=== TEXTO A LER ===
A tensão entre o BCE e alguns governos é cada vez maior, especialmente com críticas de grandes países como a França e a Itália, mas também da Finlândia, a que se está a juntar Portugal. A primeira-ministra finlandesa, citada pelo EUObserver, vai ao ponto de dizer que o banco central está a proteger a sua credibilidade lançando as economias para a recessão. “Temos de fazer o que temos de fazer”, foi a resposta dada por Christine Lagarde na última reunião de quinta-feira, dia 27 de Outubro, quando anunciou mais uma subida “jumbo” das taxas de juro.

A posição crítica que está a ser protagonizada por alguns países radica na convicção de que a subida dos juros não vai controlar a inflação, provocando apenas recessão – o que parece encontrar fundamento como veremos adiante. Mas a oposição à subida dos juros por parte do BCE também se explica pela situação específica de cada país, o que faz com que o desafio da política monetária seja ainda maior.
=== INFORMAÇÃO REGISTADA ===
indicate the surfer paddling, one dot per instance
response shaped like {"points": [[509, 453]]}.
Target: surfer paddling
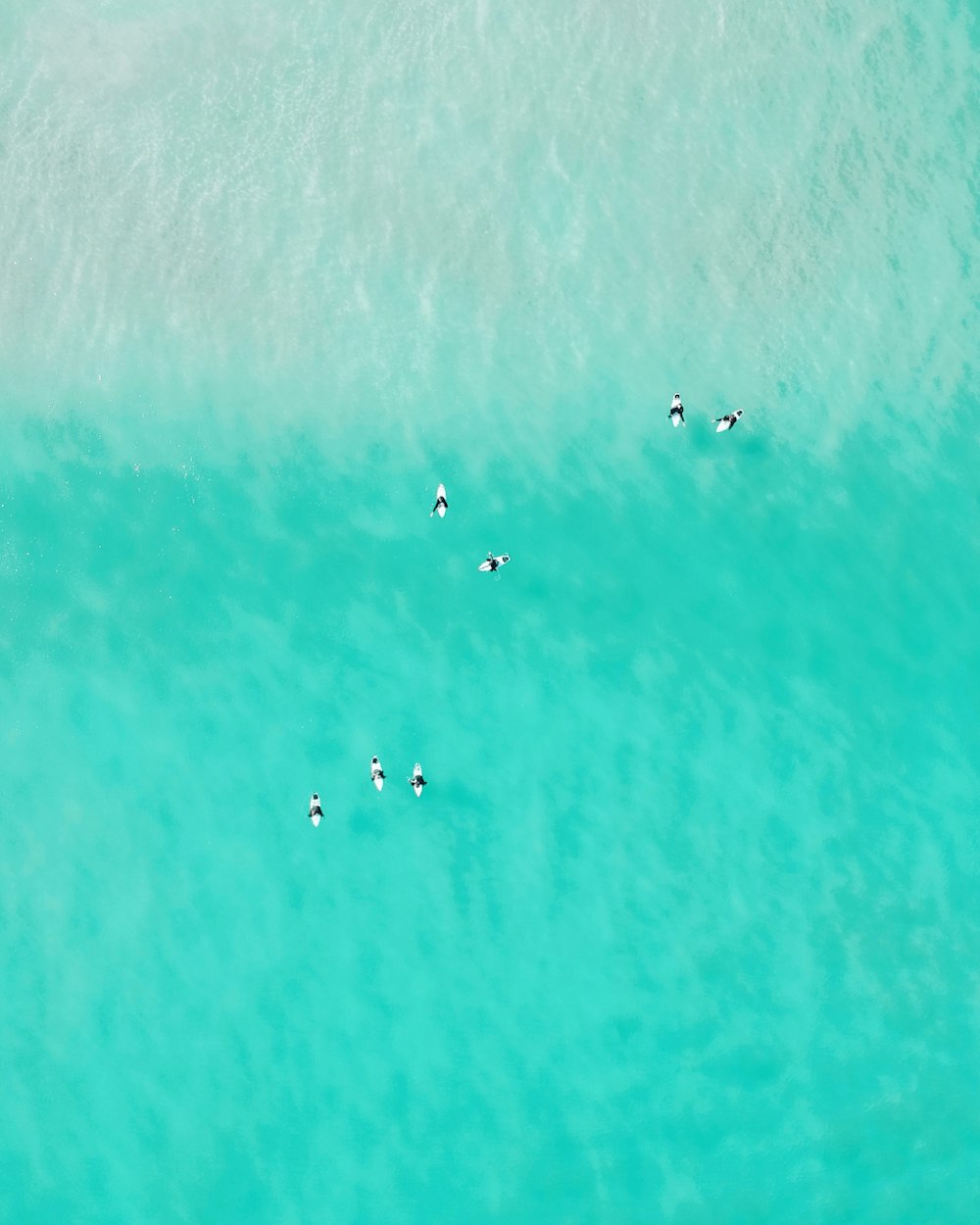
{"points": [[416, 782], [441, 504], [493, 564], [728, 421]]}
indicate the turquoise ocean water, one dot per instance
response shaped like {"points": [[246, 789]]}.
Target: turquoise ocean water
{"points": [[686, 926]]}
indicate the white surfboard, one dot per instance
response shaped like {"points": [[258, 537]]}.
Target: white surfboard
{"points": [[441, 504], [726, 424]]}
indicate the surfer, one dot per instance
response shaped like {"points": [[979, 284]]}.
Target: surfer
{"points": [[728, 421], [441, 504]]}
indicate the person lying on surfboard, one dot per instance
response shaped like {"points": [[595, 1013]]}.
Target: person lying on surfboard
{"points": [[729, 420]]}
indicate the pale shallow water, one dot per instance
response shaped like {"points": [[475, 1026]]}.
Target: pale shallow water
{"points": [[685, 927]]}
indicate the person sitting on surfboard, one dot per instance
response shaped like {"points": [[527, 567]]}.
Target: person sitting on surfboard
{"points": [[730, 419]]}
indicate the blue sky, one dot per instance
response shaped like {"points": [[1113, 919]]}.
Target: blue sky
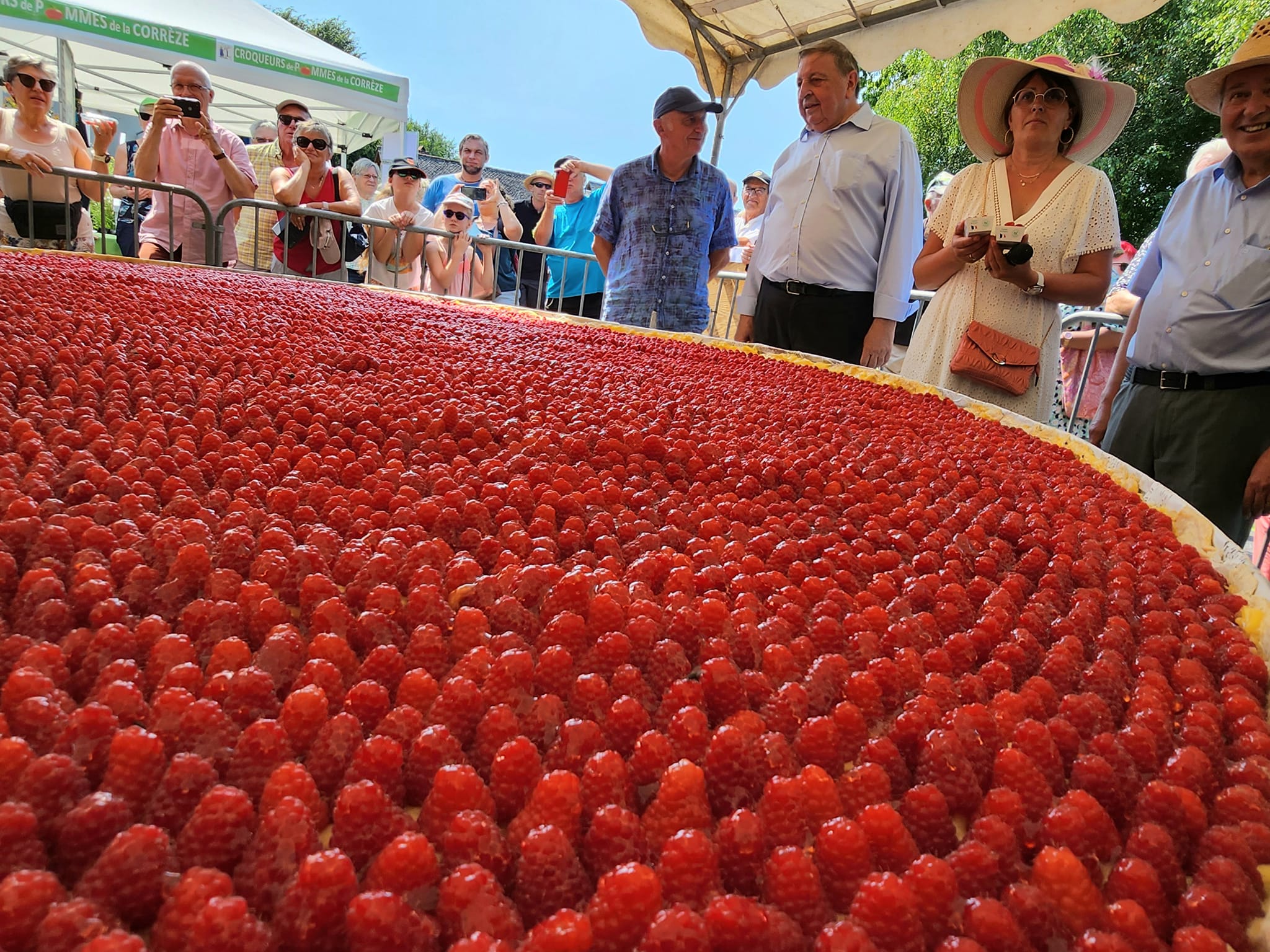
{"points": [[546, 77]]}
===
=== INFORMAÇÃO REGISTADA ===
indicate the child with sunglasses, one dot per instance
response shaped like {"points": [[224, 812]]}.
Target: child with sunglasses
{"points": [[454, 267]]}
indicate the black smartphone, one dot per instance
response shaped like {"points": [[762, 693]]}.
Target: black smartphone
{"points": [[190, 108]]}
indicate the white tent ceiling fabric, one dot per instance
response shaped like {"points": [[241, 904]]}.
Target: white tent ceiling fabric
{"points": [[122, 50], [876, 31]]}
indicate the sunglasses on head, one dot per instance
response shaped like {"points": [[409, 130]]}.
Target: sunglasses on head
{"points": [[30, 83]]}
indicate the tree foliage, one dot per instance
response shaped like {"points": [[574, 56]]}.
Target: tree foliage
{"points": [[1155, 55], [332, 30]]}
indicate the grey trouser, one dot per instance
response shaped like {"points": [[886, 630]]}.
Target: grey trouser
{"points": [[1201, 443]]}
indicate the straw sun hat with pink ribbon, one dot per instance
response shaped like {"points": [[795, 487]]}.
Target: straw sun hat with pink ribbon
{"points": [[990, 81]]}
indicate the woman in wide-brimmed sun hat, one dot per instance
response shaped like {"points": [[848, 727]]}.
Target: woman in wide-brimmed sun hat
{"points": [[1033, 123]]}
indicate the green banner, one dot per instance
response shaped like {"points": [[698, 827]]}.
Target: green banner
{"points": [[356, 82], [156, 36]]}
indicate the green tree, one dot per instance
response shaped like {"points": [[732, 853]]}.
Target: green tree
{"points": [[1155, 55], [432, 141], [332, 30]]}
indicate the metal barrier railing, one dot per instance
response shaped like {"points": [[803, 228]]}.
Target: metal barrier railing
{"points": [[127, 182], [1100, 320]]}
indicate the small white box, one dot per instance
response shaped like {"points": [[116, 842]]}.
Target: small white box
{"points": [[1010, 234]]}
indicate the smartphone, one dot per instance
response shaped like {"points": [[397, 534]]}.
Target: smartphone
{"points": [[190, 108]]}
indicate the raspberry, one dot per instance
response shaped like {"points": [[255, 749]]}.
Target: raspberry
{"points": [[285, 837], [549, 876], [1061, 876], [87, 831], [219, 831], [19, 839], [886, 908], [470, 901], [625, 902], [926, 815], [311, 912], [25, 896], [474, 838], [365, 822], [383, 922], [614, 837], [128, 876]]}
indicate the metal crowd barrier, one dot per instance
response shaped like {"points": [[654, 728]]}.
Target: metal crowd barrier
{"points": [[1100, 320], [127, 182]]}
===
Retome o texto sobre o BCE e a subida das taxas de juro logo a seguir à última frase. As linhas não têm aqui qualquer papel.

▸ **RESPOSTA**:
Comecemos pelas diferenças em matéria de dívida. Países endividados, como Portugal e a Itália ou com elevada exposição a taxa variável, como a Finlândia, têm na subida dos juros um desafio maior. Além da pressão sobre as contas públicas, no caso português, as empresas, e especialmente as famílias, vão enfrentar em simultâneo preços mais altos e encargos financeiros mais elevados, uma pressão acrescida para as contas.

Portugal é um dos países do euro onde mais pesa a taxa variável (68% dos novos contratos de acordo com o BCE citado pelo Eco), num ranking em que a Finlândia ocupa a primeira posição (97,7% dos novos contratos). Não é, por isso, de estranhar que pertençam ao grupo dos críticos da subida dos juros pelos efeitos que tal poderá ter na vida do país.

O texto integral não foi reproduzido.